En el mundo del tango, la lectoescritura musical era señal de jerarquía. Pero no lo era en el del jazz, donde la mayoría de los músicos de la generación de Mulligan había pasado por bandas escolares y por aprendizajes más o menos formales y en el que muchos trabajos, sobre todo en las industrias del disco y de la música para el cine, requerían una excelente lectura a primera vista. Leer leía cualquiera; improvisar sobre pies rítmicos y estructuras complejas y ser capaces de hacerlo contestando e interactuando con otros solistas, como lo hacía Mulligan, lo hacían sólo los mejores. Lo que el saxofonista estaba diciendo, en realidad, era, “si querían solo un sesionista no entiendo para qué me llamaron a mí”. Aparentemente, tal vez por eso o quizá por otros motivos, no se llevaron bien y las grabaciones fueron un calvario. Pero en la música, si bien falta un Mulligan más acorde con sus talentos, no se nota. Y las rencillas fueron olvidadas, como muestra el tema “Listening to Astor”, incluido por el saxofonista en su disco Dragonfly, de 1995.
Por algún motivo –posiblemente un litigio por derechos– el disco que testimonia aquel encuentro a pesar del desencuentro no existe en Spotify, aunque sí en Apple Music (https://music.apple.com/it/album/summit/1325104774?l=en-GB) y en YouTube:
Y, como curiosidad, en esa plataforma puede verse una transmisión televisiva de la RAI donde ambos solistas presentan el disco tocando “Años de soledad” pero se trata de un obvio playback. No hay otros músicos en escena y las dos estrellas protagonizan una reunión cumbre unida tan sólo por la mímica.
◇ ◇ ◇ ◇
CONSIGNA
Copia de nuevo el fragmento sobre Mulligan comenzando en "Por algún motivo" y terminando en "por la mímica.", y cambia "playback" por "doblaje".
◇ ◇ ◇ ◇
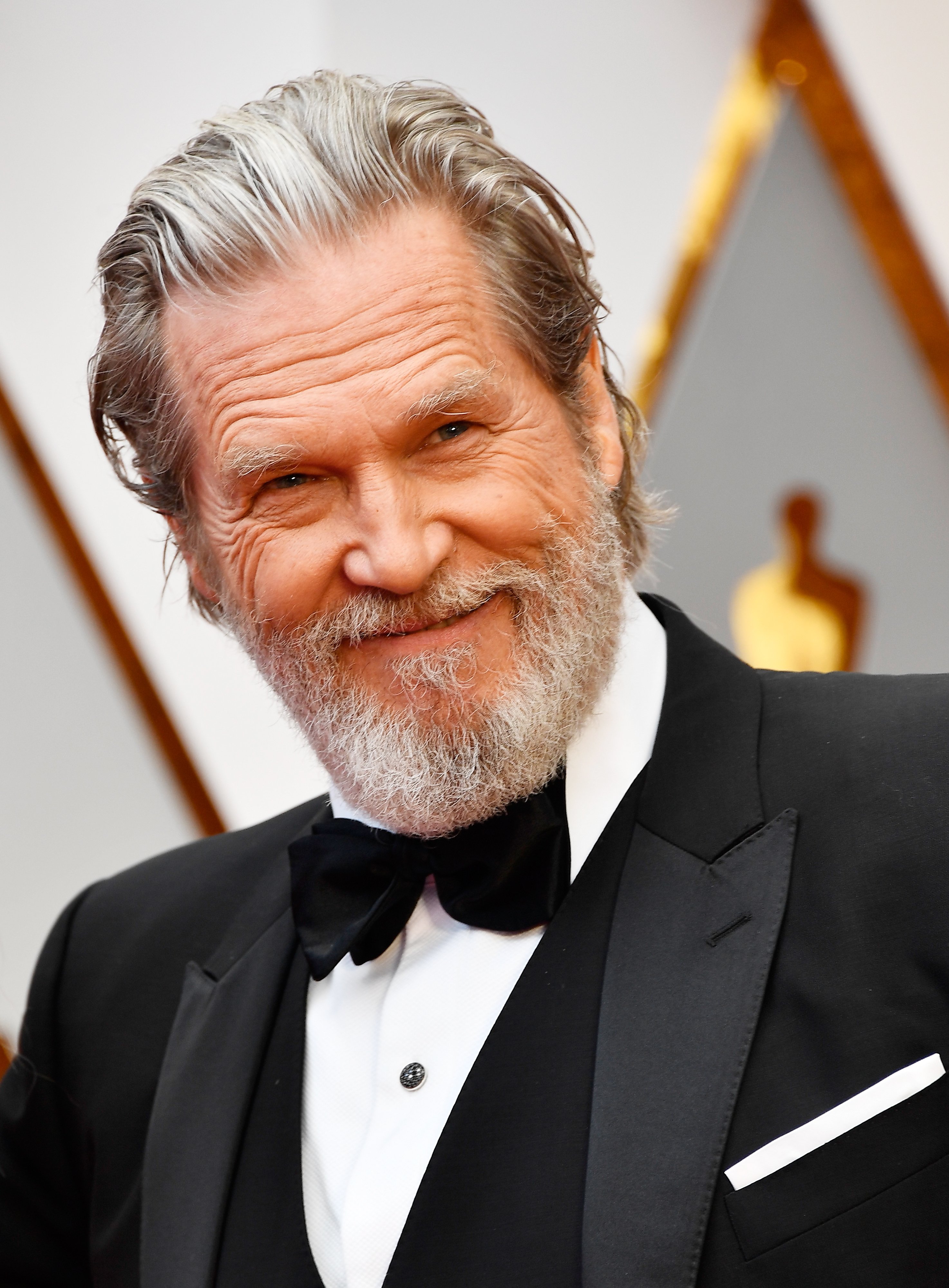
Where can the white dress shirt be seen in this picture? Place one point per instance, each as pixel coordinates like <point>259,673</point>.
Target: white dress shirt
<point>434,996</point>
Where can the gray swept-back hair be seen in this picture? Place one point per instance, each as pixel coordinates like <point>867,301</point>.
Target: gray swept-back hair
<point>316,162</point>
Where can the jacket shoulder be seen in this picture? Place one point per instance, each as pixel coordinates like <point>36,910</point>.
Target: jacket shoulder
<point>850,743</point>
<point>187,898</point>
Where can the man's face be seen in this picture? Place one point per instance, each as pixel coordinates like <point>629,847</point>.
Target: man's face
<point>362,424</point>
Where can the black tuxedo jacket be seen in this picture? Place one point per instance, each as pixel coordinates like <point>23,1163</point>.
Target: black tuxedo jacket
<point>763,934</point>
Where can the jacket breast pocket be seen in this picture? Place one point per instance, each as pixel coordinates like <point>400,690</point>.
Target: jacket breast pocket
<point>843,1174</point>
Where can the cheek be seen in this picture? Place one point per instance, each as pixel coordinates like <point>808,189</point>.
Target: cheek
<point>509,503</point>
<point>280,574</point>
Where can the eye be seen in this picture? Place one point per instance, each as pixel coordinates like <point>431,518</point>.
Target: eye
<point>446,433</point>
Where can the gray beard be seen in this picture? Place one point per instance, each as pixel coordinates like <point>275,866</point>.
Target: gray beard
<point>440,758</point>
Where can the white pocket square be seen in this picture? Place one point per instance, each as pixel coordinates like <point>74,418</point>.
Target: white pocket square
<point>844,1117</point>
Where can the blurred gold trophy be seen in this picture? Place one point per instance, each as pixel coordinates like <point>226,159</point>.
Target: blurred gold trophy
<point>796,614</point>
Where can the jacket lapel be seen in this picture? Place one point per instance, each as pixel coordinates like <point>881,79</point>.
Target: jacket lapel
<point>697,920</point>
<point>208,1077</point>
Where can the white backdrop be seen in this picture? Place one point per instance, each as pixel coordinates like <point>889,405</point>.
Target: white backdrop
◇ ◇ ◇ ◇
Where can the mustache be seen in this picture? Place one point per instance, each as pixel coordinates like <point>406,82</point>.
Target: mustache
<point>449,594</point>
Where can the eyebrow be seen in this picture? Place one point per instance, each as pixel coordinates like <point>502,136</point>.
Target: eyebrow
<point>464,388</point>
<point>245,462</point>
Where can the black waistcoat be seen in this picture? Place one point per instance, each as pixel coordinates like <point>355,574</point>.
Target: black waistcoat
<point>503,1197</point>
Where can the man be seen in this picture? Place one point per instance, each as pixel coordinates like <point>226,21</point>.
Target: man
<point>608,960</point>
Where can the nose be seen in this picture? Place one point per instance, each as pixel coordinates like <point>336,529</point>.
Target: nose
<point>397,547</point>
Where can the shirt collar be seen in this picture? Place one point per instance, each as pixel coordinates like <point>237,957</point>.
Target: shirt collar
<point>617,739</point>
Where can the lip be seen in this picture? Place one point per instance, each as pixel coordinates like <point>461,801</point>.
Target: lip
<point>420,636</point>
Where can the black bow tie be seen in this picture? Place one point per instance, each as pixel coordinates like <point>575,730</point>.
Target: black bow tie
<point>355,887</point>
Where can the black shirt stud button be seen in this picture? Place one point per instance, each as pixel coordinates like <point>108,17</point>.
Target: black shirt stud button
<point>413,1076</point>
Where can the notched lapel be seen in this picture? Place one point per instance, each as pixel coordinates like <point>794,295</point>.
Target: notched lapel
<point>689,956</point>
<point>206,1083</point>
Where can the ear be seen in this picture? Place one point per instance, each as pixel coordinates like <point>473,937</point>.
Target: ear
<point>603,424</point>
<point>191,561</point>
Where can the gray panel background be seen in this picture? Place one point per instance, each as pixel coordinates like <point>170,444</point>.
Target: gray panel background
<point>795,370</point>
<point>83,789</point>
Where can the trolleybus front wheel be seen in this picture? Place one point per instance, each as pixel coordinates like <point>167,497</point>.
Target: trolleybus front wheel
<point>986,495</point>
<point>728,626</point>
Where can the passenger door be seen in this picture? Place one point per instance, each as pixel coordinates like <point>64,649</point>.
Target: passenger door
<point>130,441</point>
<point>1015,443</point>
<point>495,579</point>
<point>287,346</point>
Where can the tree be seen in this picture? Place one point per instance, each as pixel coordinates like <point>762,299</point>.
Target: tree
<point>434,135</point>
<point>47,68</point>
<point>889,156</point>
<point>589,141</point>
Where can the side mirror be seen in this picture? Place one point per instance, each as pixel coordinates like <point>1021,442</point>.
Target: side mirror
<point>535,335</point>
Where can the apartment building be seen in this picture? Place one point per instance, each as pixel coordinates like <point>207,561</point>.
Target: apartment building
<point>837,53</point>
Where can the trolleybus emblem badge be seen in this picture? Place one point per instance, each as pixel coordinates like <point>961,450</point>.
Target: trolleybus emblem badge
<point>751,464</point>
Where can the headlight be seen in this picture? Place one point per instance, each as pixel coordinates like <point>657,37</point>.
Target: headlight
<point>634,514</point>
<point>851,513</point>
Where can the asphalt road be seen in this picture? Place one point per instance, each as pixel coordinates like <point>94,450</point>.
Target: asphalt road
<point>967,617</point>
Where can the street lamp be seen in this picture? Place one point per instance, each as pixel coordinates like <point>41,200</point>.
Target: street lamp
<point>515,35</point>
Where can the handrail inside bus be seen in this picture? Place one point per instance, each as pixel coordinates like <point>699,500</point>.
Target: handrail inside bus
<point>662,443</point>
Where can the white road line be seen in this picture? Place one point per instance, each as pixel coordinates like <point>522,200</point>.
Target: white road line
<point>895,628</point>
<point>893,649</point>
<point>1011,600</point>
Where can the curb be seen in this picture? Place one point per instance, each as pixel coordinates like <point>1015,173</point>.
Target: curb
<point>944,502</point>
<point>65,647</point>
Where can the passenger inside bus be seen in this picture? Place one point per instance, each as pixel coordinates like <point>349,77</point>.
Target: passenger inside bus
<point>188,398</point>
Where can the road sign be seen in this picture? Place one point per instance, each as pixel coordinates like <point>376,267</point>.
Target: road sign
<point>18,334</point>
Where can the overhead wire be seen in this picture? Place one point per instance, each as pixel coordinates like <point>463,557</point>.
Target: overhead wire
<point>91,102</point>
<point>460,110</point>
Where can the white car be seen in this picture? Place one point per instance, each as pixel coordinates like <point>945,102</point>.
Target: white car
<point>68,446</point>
◇ ◇ ◇ ◇
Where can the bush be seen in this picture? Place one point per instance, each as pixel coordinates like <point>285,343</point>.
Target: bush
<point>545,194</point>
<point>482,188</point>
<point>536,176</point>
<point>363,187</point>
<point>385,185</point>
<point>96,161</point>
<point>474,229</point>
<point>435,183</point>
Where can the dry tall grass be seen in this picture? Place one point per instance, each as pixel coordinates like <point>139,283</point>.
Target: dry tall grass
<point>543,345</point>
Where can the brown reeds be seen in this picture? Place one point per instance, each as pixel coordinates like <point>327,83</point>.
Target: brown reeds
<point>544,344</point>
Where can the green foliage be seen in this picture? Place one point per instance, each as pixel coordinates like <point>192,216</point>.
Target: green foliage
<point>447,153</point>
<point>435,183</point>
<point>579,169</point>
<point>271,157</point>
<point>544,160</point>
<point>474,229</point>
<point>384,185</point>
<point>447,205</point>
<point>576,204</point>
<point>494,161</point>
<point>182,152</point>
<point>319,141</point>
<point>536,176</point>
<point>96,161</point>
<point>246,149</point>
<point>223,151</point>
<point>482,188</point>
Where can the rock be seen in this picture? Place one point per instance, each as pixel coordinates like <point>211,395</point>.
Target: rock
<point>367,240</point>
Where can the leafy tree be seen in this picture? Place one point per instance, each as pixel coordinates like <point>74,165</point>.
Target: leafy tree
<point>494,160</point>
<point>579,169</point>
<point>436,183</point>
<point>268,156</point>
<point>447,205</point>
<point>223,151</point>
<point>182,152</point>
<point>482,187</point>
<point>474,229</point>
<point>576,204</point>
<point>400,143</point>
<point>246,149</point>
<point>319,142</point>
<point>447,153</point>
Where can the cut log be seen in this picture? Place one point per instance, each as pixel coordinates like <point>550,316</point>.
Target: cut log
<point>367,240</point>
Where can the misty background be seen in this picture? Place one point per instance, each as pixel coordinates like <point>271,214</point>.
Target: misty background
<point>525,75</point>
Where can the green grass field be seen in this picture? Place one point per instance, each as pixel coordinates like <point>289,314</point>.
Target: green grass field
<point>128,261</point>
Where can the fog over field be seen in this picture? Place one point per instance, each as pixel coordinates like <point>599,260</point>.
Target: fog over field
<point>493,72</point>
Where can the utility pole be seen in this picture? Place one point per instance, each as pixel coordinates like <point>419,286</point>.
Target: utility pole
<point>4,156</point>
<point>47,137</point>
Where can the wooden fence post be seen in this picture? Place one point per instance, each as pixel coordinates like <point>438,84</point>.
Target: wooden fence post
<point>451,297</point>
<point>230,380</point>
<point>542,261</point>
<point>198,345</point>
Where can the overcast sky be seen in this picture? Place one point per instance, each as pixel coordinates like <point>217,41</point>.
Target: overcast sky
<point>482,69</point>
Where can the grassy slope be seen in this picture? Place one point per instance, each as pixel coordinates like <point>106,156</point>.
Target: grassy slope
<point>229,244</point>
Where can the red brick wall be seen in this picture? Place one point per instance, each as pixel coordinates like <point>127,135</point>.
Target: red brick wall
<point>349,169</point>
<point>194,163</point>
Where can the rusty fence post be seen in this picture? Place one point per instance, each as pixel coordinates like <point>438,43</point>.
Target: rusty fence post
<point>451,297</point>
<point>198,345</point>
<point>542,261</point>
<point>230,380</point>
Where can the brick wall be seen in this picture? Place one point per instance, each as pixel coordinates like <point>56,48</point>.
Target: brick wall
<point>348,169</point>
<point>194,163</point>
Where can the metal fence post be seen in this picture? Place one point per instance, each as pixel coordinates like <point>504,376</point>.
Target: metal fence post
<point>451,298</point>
◇ ◇ ◇ ◇
RESPUESTA CORRECTA
Por algún motivo –posiblemente un litigio por derechos– el disco que testimonia aquel encuentro a pesar del desencuentro no existe en Spotify, aunque sí en Apple Music (https://music.apple.com/it/album/summit/1325104774?l=en-GB) y en YouTube:
Y, como curiosidad, en esa plataforma puede verse una transmisión televisiva de la RAI donde ambos solistas presentan el disco tocando “Años de soledad” pero se trata de un obvio doblaje. No hay otros músicos en escena y las dos estrellas protagonizan una reunión cumbre unida tan sólo por la mímica.